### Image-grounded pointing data
============================================================
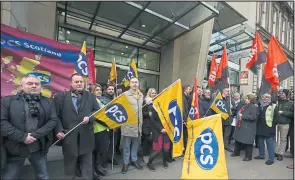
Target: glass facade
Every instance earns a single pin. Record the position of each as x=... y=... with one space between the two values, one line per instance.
x=106 y=50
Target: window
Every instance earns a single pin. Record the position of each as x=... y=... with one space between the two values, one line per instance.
x=263 y=14
x=107 y=50
x=145 y=80
x=291 y=37
x=148 y=60
x=283 y=32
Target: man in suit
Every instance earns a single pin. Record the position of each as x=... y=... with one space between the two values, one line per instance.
x=27 y=121
x=74 y=107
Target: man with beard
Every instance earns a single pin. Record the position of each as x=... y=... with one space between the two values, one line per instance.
x=27 y=121
x=131 y=134
x=226 y=124
x=74 y=107
x=113 y=134
x=205 y=104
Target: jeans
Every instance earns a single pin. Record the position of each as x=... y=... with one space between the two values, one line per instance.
x=134 y=142
x=15 y=166
x=284 y=129
x=270 y=147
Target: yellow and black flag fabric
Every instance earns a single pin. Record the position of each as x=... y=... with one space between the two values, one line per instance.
x=117 y=113
x=204 y=157
x=168 y=105
x=219 y=106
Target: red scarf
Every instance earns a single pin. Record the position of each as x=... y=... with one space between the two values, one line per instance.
x=239 y=123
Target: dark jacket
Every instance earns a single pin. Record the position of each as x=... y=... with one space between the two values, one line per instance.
x=157 y=127
x=13 y=118
x=262 y=128
x=146 y=127
x=287 y=107
x=246 y=133
x=204 y=105
x=69 y=119
x=229 y=120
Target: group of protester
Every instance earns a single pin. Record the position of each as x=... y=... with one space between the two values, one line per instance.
x=31 y=123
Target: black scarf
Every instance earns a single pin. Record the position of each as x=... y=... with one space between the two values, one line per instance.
x=32 y=100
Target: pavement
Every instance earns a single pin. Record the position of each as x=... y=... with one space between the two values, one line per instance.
x=237 y=169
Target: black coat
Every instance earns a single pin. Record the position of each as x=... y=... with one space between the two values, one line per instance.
x=13 y=118
x=204 y=105
x=146 y=127
x=156 y=126
x=69 y=119
x=262 y=128
x=247 y=132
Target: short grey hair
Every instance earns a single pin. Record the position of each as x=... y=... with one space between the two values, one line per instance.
x=27 y=76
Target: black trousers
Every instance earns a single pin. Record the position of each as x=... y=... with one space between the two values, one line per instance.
x=248 y=149
x=290 y=137
x=101 y=147
x=226 y=134
x=185 y=136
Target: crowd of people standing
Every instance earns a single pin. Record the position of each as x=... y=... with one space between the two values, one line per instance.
x=30 y=123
============================================================
### Your instructions
Throughout the data above, copy all lines where the word "scarf" is found.

### Completed task
Target: red scarf
Target: black scarf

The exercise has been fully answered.